• SET EXERCISE
Rewrite every line of the records below, swapping "small lake" for "pond" wherever it occurs and leaving everything else the same. Omit the pictures from your answer.

• EXERCISE INPUTS

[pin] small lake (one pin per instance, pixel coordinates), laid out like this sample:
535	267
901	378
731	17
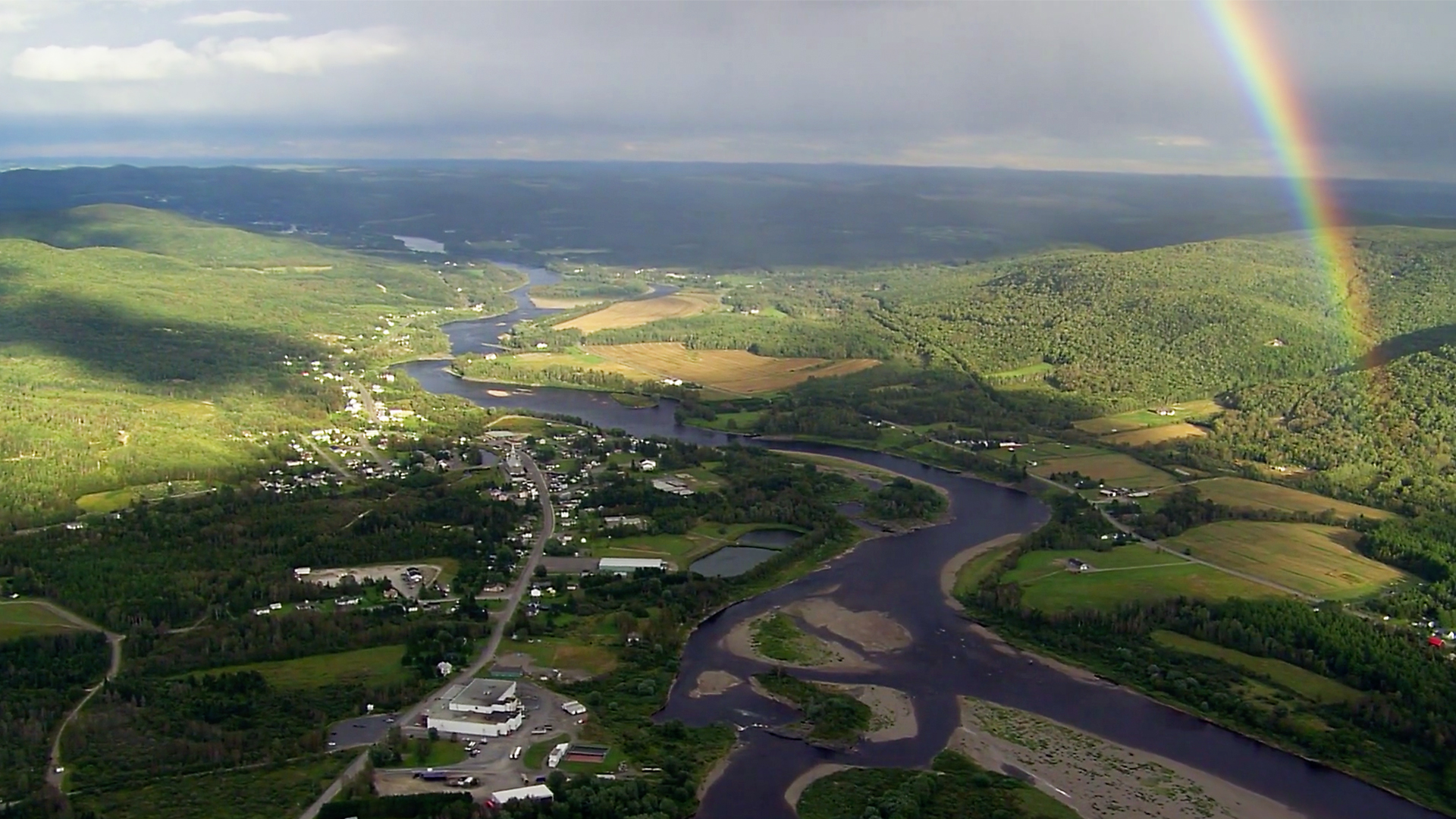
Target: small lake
731	561
422	245
769	538
899	575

• OUTPUT BELOW
[pin] pond (one pin per instance, pixel coordinates), laid out like this sample:
535	267
901	378
731	17
Target: pond
731	561
422	245
769	538
899	575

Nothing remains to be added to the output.